__Directive__
Pick out every line in the rows below that contains the word "trunk", and copy each one.
===== Data shown
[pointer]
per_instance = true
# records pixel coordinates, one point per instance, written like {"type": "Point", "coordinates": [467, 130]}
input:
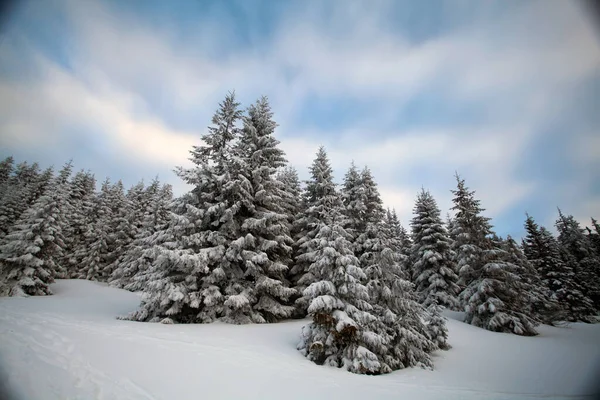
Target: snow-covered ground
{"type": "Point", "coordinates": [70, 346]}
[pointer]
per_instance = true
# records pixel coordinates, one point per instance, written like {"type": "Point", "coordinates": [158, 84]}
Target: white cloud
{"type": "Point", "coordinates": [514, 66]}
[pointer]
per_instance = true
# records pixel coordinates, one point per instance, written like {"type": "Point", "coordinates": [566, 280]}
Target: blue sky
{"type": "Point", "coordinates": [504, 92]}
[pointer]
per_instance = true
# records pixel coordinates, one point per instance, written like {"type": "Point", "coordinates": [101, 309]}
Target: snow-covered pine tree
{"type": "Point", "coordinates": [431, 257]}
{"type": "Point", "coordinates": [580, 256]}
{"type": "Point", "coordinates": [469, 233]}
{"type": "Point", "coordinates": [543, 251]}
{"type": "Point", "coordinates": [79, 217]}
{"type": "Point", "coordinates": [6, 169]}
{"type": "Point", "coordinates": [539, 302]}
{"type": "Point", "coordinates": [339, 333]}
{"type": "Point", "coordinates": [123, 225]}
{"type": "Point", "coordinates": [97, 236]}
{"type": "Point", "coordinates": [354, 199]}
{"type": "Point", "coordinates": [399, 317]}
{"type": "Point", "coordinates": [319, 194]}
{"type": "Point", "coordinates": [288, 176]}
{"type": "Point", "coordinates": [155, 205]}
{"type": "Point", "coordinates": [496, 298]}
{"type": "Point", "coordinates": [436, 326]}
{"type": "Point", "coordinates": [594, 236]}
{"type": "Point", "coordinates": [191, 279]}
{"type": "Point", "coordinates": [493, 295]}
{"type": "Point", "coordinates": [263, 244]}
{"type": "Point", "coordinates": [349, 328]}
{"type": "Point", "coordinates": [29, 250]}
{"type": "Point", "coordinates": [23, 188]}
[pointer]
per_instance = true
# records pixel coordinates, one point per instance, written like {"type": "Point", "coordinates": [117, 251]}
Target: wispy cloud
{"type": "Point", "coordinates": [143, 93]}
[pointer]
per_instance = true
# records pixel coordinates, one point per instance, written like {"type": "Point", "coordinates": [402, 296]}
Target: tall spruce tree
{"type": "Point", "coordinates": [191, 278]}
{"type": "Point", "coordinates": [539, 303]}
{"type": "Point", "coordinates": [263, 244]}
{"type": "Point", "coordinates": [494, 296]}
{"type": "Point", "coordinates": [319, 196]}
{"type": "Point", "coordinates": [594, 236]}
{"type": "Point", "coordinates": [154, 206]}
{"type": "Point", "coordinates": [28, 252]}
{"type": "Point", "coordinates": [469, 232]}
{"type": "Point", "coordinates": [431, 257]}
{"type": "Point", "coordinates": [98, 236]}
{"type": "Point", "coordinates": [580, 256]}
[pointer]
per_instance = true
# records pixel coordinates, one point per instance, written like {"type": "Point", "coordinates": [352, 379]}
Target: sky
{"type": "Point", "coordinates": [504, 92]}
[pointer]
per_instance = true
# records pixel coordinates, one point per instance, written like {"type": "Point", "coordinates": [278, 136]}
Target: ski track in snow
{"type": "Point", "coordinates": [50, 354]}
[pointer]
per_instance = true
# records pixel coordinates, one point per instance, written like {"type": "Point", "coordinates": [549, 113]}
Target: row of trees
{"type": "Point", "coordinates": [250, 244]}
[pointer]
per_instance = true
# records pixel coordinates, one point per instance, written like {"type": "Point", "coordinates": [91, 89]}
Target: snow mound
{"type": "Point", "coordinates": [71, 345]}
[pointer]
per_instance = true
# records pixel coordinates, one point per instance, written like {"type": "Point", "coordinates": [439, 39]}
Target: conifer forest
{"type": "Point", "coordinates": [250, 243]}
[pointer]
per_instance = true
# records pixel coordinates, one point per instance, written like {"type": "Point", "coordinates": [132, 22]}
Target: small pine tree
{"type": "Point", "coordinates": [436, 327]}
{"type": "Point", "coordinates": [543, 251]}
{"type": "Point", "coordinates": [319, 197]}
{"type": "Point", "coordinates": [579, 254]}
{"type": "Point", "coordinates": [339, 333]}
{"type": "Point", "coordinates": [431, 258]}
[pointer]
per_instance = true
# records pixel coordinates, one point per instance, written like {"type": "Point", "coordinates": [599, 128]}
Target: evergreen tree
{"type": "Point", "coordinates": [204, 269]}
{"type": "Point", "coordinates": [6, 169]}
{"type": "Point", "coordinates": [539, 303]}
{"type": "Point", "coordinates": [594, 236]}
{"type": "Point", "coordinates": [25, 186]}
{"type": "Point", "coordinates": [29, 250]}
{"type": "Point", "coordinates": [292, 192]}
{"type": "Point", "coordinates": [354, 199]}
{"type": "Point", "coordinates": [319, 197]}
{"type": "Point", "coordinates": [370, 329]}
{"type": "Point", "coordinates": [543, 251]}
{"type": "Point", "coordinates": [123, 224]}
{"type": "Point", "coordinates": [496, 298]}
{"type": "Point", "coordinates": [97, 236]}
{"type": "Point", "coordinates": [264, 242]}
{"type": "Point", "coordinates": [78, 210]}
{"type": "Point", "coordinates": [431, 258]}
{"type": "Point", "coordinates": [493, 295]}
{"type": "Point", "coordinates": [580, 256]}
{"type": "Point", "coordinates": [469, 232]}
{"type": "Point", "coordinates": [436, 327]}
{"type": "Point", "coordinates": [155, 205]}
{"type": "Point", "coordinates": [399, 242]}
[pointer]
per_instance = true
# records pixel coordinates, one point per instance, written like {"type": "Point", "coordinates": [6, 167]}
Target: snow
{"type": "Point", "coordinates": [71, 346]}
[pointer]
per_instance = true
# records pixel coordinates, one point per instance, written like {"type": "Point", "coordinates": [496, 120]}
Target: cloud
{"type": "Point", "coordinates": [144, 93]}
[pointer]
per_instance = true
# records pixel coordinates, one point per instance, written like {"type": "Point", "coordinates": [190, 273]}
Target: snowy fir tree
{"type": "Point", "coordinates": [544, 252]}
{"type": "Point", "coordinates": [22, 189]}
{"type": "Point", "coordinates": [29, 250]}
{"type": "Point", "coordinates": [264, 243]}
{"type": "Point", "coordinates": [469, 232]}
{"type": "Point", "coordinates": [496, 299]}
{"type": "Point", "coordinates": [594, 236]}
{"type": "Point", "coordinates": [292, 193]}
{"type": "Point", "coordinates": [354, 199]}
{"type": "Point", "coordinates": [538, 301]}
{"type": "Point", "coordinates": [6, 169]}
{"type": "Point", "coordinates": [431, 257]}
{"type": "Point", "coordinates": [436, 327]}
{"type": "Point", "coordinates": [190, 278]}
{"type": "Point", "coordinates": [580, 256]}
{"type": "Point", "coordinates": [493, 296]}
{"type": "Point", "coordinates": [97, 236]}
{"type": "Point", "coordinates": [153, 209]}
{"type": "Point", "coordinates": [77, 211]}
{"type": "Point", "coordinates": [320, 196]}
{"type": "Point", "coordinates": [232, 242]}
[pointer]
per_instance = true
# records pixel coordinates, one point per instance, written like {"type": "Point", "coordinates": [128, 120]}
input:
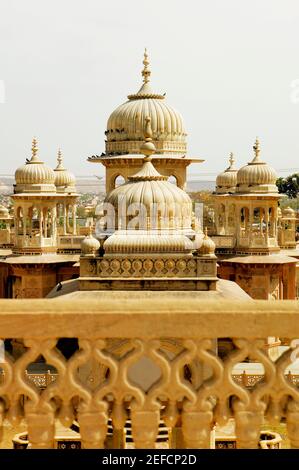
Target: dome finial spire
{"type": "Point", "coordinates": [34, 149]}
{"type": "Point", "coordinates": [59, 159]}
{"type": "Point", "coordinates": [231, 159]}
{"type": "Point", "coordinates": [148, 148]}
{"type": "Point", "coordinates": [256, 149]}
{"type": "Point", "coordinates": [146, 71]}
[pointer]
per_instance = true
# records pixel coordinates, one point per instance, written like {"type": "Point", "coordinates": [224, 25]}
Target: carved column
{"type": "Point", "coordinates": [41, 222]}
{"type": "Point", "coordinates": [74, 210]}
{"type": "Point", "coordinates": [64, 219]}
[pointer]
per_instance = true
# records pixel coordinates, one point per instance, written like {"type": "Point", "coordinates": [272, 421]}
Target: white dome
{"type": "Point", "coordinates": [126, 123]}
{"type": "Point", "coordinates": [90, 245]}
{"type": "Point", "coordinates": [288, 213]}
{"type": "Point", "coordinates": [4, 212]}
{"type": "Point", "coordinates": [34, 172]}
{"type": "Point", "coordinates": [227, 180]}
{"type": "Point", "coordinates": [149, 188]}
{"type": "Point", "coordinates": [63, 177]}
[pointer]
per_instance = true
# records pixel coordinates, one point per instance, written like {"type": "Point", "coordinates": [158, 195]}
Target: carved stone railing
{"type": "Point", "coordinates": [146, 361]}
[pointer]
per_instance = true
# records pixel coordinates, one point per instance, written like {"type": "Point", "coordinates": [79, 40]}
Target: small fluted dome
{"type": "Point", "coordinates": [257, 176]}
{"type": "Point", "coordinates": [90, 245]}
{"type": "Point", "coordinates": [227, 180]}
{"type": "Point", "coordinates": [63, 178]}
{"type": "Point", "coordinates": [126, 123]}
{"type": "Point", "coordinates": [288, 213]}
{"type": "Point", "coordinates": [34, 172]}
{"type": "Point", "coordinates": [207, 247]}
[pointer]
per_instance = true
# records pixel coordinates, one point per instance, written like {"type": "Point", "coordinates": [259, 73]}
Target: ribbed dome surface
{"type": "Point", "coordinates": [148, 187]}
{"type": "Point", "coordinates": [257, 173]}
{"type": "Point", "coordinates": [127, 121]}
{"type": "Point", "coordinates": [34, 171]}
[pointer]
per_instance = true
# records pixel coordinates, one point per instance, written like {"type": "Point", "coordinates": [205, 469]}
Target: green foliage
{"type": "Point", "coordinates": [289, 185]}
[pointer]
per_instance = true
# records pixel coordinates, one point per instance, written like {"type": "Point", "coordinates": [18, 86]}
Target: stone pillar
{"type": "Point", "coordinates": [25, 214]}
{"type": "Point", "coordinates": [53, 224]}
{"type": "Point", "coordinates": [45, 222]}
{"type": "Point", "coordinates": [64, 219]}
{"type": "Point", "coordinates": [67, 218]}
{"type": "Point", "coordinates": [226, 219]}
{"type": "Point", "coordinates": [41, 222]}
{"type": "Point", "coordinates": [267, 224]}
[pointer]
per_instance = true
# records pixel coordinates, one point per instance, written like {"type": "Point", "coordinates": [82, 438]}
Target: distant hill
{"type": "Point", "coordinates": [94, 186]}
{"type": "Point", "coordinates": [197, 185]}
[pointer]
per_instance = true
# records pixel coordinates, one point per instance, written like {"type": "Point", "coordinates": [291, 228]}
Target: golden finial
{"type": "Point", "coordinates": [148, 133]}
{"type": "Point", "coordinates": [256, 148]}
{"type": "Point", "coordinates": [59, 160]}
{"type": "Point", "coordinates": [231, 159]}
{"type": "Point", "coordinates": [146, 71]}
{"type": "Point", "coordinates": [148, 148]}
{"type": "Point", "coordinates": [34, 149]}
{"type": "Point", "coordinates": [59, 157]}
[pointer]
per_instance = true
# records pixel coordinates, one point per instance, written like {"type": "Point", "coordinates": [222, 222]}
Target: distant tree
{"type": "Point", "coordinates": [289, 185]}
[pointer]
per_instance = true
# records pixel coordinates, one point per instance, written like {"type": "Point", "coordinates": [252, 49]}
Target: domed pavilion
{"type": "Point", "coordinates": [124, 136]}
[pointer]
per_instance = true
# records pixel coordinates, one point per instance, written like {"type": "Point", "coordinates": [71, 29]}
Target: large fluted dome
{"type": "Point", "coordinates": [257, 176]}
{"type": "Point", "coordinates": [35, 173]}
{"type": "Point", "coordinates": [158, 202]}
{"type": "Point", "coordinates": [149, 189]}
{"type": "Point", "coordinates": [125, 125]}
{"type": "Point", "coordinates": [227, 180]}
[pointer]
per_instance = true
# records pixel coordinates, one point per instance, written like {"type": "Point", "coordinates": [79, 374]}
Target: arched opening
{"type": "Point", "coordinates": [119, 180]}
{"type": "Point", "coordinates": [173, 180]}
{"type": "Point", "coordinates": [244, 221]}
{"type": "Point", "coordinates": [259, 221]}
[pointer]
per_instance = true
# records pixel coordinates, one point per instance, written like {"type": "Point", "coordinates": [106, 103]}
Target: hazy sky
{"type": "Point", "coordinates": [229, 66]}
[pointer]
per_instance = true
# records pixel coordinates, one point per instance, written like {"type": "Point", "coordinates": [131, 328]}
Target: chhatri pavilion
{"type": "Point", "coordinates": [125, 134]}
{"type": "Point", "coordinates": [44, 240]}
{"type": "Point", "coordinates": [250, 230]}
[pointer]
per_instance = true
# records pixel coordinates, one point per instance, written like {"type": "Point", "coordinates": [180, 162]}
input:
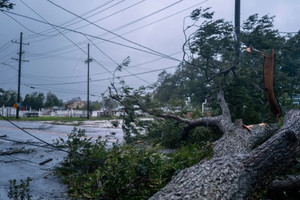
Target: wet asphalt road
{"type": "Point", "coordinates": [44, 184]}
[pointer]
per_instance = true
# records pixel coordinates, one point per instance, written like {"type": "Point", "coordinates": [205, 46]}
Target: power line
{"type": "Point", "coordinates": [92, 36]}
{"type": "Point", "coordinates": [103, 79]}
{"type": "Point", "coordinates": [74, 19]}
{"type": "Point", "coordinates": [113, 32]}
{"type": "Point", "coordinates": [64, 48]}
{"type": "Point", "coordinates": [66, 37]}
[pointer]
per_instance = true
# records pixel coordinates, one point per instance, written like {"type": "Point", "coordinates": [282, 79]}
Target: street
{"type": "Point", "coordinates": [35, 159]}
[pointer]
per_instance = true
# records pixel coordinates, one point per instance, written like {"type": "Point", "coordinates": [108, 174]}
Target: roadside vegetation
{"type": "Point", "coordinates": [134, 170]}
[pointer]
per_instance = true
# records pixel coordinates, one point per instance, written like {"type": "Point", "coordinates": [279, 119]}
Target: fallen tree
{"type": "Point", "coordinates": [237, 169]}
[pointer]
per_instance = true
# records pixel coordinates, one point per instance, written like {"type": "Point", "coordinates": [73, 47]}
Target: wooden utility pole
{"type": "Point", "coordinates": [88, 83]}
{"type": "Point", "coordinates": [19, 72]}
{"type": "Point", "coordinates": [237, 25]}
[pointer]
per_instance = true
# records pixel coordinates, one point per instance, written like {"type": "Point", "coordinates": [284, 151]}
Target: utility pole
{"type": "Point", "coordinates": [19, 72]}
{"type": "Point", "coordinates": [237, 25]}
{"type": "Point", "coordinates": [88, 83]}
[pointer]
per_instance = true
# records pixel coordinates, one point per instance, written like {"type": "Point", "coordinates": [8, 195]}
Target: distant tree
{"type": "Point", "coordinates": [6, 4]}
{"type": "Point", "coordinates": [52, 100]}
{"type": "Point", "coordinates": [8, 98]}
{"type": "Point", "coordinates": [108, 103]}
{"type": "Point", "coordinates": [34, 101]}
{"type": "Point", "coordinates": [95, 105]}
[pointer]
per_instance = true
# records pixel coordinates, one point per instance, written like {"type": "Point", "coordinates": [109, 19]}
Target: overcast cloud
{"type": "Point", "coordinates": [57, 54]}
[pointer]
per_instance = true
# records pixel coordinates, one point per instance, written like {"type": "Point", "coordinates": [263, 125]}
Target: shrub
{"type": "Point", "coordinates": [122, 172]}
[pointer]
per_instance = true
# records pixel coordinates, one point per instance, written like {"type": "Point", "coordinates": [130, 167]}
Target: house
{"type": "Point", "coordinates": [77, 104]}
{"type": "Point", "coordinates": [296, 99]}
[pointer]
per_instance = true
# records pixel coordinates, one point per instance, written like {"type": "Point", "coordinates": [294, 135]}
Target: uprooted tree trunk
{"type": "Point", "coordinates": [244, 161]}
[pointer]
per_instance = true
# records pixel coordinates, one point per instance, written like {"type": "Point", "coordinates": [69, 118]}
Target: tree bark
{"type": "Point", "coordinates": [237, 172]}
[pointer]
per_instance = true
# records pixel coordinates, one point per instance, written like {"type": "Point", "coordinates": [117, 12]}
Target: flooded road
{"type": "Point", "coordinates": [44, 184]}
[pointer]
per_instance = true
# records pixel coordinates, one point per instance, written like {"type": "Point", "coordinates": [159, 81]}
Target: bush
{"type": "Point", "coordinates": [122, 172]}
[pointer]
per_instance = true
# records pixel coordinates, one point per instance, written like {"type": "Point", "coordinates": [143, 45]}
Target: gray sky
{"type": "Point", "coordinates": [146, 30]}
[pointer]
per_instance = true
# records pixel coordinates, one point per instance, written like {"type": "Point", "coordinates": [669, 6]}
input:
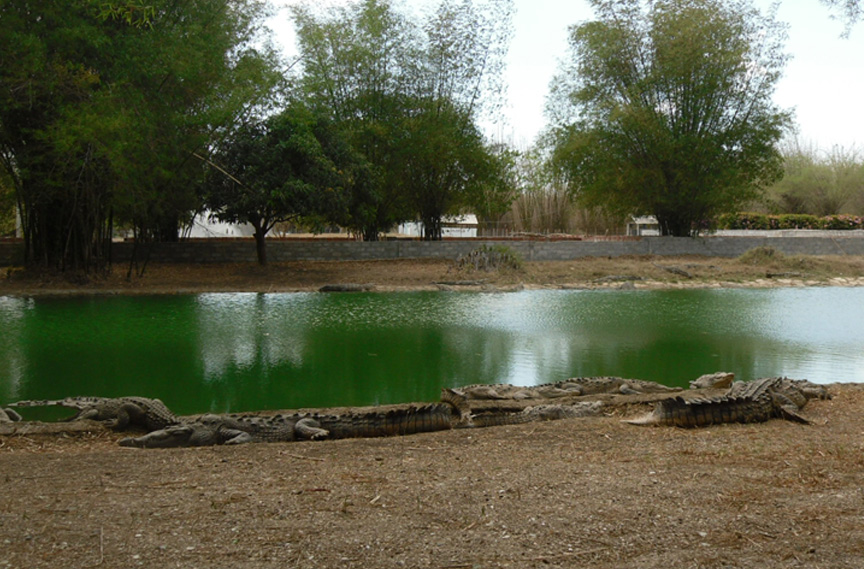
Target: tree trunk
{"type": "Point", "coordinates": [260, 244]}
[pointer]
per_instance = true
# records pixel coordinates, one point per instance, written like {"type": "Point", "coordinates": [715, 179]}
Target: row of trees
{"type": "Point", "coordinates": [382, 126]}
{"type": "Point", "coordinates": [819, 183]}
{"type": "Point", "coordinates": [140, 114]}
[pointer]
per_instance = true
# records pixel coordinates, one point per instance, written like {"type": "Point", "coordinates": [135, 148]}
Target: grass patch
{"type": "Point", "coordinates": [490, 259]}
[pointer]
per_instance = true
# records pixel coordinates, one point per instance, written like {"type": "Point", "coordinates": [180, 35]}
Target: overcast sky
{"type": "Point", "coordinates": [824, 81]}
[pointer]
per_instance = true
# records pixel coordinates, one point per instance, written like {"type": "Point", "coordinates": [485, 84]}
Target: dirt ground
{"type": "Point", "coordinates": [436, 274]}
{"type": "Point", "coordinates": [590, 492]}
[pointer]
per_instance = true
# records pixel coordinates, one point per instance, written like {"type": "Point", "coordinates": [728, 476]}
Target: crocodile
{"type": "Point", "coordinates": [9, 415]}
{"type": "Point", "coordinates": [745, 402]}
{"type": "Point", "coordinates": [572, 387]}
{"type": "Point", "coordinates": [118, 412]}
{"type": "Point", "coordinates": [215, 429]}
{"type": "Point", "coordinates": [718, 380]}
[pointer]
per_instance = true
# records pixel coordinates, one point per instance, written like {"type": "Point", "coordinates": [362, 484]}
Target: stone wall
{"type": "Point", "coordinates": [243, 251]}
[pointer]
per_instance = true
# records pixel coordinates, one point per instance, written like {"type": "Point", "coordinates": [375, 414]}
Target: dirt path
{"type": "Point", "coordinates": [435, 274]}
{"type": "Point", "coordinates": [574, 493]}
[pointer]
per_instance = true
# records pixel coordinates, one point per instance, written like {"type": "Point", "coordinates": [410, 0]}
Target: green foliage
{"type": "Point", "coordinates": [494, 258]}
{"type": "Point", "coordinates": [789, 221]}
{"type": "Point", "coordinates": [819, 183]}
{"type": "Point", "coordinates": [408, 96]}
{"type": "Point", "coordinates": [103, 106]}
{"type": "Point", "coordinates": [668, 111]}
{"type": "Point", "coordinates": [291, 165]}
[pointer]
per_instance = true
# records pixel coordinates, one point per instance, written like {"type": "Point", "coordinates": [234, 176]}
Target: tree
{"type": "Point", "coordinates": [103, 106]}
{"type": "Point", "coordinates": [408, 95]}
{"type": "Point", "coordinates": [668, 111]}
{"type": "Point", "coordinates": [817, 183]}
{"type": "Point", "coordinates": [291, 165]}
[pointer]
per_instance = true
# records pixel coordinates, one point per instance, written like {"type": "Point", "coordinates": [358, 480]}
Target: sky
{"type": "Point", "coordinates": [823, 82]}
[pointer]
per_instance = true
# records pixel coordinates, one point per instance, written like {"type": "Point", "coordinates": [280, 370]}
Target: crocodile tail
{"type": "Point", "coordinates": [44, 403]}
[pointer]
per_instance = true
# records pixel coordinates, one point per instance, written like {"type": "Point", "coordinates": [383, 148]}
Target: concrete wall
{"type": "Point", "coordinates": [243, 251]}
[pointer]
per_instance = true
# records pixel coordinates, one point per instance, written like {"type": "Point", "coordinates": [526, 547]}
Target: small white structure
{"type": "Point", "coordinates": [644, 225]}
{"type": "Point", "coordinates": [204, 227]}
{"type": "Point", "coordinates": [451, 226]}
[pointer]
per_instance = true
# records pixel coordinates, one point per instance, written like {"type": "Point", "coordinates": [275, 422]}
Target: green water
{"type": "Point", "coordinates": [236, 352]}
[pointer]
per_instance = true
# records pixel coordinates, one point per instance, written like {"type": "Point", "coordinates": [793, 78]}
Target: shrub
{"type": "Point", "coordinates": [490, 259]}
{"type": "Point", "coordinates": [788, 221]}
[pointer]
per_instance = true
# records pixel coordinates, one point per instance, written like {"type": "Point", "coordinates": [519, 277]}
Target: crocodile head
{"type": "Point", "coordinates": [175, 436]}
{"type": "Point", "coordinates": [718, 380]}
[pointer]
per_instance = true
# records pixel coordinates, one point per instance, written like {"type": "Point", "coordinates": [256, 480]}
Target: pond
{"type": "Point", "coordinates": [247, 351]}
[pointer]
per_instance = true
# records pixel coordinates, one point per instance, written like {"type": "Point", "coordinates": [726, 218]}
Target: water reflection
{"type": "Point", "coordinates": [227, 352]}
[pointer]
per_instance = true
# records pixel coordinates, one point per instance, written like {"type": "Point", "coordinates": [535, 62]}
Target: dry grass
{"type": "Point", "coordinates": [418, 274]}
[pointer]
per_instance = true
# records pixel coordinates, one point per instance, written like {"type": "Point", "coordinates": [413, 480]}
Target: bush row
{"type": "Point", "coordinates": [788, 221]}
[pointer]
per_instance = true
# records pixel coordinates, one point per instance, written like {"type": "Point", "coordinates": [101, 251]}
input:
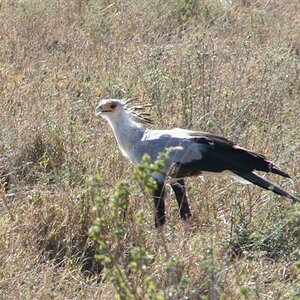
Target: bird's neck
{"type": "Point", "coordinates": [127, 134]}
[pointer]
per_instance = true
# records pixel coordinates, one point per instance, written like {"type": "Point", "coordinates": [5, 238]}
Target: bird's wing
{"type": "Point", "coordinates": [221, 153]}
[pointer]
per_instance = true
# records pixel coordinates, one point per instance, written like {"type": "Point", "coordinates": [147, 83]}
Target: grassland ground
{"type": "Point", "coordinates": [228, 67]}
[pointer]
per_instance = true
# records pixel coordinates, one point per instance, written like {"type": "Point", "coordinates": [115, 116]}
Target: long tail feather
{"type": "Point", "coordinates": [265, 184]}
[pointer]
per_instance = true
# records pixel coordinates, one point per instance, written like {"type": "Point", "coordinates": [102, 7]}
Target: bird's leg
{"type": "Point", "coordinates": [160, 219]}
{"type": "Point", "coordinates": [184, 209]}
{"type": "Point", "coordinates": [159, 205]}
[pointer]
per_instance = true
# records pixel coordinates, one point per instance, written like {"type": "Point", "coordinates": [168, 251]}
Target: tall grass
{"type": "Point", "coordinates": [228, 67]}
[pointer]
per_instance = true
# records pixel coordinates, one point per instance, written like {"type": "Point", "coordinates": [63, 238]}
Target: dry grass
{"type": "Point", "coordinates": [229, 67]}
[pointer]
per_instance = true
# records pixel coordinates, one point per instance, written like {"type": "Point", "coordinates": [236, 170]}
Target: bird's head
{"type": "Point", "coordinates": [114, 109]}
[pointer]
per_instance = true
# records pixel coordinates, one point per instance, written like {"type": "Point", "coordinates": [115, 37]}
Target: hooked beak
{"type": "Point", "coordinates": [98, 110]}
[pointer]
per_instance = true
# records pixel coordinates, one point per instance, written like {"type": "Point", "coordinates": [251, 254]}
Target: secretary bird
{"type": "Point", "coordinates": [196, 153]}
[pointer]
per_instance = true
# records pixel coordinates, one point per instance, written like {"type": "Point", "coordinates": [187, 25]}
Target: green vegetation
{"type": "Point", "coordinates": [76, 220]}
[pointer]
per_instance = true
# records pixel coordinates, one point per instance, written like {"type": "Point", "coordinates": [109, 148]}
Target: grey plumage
==========
__Answer to this task__
Target: uprooted tree trunk
Target: tree trunk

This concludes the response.